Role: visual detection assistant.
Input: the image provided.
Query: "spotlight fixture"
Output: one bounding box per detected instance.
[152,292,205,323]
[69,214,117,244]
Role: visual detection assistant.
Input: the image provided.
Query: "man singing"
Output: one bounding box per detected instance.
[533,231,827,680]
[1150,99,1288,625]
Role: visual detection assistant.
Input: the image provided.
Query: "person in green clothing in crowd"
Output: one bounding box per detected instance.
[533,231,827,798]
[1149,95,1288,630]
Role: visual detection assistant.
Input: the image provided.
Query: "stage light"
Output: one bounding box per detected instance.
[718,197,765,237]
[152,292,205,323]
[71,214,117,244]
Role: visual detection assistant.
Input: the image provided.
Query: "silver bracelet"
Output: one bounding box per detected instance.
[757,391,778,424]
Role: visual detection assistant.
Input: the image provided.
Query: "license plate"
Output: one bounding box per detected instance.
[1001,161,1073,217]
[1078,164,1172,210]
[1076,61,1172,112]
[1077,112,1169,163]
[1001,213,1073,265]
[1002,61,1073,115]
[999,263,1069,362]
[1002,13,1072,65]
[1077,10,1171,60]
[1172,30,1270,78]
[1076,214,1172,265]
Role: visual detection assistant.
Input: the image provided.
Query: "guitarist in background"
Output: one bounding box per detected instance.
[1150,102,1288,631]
☆ ☆ ☆ ☆ ☆
**Exercise task**
Rewrite all of the lines above, changing each "visual detection assistant" to "object detection assistant" and leaving everything else unchanged.

**Task answer**
Role: object detection assistant.
Input: the image provided.
Query: "spotlight fixture"
Output: one bounding box per detected instance.
[152,292,205,323]
[69,214,117,244]
Role: object detection assistant.
Input: the image provided.
Query: "man singing"
Output: one bounding box per detected instance.
[533,231,827,680]
[1150,99,1288,625]
Role: object detection assistant.
Input: the image provided.
Query: "person in green clothing in crowd"
Output: one bounding box per detected instance.
[533,231,827,798]
[1149,95,1288,630]
Role: object detection assistant.
Input: the image provided.
Query: "stage light"
Output: one bounding box per detected instance.
[718,197,765,237]
[152,292,205,323]
[71,214,117,244]
Role: object detection assistant.
Input: the image provided.
Query: "silver bracelet"
Output: one bounding box per detected instance.
[757,391,778,424]
Role: object detection assistant.
Input: the image provided.
Query: "license plate"
Output: one bounding box per detected instance.
[1001,161,1073,217]
[1078,164,1172,210]
[1076,61,1172,112]
[1077,112,1169,163]
[1001,213,1073,265]
[1002,61,1073,115]
[999,263,1069,362]
[1002,13,1072,65]
[1077,10,1171,60]
[1172,30,1270,78]
[1076,214,1172,265]
Role: object detection assistant.
Input: the image provided.
Query: "guitarist in background"
Output: one bounding box per detected instance.
[1150,102,1288,631]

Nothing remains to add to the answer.